-- TEXT UNDER STUDY --

=== Begin Enclosure ===

Fatty liver disease is a common medical condition that occurs when excess fat accumulates in and around the liver. Almost 20% of Americans have fatty liver disease, and many may not even know it.
The most common causes of fatty liver disease are alcohol and metabolic disorders, such as obesity and diabetes. The latter is known as nonalcoholic fatty liver disease, which typically develops from eating too much sugar and fat.
It’s normal to have some fat in your abdomen and around the liver. When fat builds up to more than 5 percent to 10 percent of the liver, it becomes a concern. Though it’s not cause for immediate alarm, extra fat around the liver can eventually trigger inflammation, fibrosis and scarring. Excess fat around the liver is also a risk factor for developing cirrhosis, which increases risk of developing liver cancer.
How Do I Know if I Have a Fatty Liver?
The following risk factors are common causes of fatty liver disease:
● Being overweight or obese
● Metabolic syndromes (high blood pressure, high cholesterol, insulin resistance)
● Prescription medications (NSAIDs, tamoxifen, amiodarone, methotrexate)

=== End Enclosure ===

-- WORK ORDER A --
According to the fatty liver disease text, at what point does fat buildup in the liver become a concern?
-- WORK ORDER B --
Extend the fatty liver disease text, picking up right after its final line.

-- Collection entries --

=== Begin Enclosure ===

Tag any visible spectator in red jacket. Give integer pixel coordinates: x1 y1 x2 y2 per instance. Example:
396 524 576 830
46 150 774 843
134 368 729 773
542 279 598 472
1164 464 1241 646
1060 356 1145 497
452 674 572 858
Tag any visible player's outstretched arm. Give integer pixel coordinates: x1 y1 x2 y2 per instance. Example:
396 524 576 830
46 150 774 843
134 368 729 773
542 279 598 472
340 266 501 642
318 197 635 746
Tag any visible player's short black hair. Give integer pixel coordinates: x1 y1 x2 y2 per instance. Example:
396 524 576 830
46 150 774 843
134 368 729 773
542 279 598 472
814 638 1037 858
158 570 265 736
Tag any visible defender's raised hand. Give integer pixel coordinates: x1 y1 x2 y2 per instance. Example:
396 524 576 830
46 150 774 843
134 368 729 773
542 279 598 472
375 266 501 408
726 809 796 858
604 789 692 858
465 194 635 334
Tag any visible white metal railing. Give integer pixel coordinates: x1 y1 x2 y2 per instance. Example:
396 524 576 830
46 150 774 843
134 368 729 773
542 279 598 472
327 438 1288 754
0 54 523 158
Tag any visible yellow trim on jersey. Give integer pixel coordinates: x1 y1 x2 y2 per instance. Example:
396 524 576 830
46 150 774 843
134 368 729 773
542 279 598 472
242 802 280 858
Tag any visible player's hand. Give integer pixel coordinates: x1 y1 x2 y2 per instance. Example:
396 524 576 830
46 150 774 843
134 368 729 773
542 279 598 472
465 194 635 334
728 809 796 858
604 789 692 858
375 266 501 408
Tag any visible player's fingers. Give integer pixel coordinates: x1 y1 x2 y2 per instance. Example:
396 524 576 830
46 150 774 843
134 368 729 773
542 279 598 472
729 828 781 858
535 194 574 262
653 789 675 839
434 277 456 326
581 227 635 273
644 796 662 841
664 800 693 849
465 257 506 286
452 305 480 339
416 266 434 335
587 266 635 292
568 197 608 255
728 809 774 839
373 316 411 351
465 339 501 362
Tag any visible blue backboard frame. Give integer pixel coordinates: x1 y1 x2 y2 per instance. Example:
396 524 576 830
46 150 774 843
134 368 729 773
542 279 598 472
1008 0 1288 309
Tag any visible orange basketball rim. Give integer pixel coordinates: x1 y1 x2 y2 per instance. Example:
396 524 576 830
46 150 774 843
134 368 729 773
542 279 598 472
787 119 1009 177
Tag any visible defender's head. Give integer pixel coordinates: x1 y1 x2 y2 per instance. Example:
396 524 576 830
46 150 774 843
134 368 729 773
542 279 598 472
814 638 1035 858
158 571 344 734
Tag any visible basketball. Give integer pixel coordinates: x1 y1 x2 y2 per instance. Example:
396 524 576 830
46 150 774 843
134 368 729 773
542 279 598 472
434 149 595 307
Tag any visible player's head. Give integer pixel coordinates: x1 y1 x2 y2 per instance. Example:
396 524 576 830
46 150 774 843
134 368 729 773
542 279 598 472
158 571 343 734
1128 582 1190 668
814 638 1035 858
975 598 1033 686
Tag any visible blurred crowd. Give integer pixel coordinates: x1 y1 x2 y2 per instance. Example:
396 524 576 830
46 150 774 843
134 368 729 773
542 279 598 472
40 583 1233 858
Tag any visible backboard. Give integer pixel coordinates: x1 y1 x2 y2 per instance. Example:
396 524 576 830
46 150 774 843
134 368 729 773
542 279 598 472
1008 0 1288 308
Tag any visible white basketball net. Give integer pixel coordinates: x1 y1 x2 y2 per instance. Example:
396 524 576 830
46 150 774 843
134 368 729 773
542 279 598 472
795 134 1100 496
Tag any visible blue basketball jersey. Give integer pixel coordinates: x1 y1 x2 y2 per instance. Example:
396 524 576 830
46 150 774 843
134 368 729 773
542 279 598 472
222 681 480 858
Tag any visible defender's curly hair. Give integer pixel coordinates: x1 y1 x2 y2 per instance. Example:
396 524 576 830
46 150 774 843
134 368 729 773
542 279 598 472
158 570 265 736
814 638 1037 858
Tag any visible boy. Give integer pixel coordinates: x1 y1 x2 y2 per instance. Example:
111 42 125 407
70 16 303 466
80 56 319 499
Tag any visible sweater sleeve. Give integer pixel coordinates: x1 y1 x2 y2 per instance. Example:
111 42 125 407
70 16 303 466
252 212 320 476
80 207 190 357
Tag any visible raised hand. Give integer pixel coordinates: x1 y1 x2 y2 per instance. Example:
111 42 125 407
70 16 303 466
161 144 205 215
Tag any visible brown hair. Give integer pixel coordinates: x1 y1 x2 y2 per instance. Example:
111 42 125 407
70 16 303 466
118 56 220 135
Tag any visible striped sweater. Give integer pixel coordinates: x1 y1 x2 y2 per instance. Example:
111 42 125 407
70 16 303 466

=== End Enclosure ===

-- ANSWER SPACE A --
When fat builds up to more than 5 to 10 percent of the liver.

-- ANSWER SPACE B --
Some people develop fatty liver disease without any risk factors. There’s no genetic predisposition to fatty liver disease, but some people are predisposed to the above conditions, which can then lead to the condition.
Many people with fatty liver disease have no symptoms, so when your doctor runs routine blood work and results indicate high liver enzymes, that may be a clue. Elevated liver enzymes are a sign that your liver is stressed.
If you have symptoms of fatty liver disease, they may include:
● Abdominal pain and/or a feeling of ‘fullness’ in the abdomen
● Impaired memory
● Loss of appetite
To make a diagnosis, your doctor may order an ultrasound or CT scan to get a clear picture of the liver and the tissues surrounding it.
The Best Treatment? Diet and Exercise
There are no current medical treatments for nonalcoholic fatty liver disease. The best way to treat the condition is by getting enough sleep and exercise, as well as eating healthy, balanced meals rich in fruits and vegetables.
The Mediterranean diet is often recommended for people with fatty liver disease, as evidence suggests that it is helpful in treating and preventing the condition. Studies show that the Mediterranean diet also can help with weight loss, prevent heart attacks and stroke, and may prevent or manage Type 2 diabetes.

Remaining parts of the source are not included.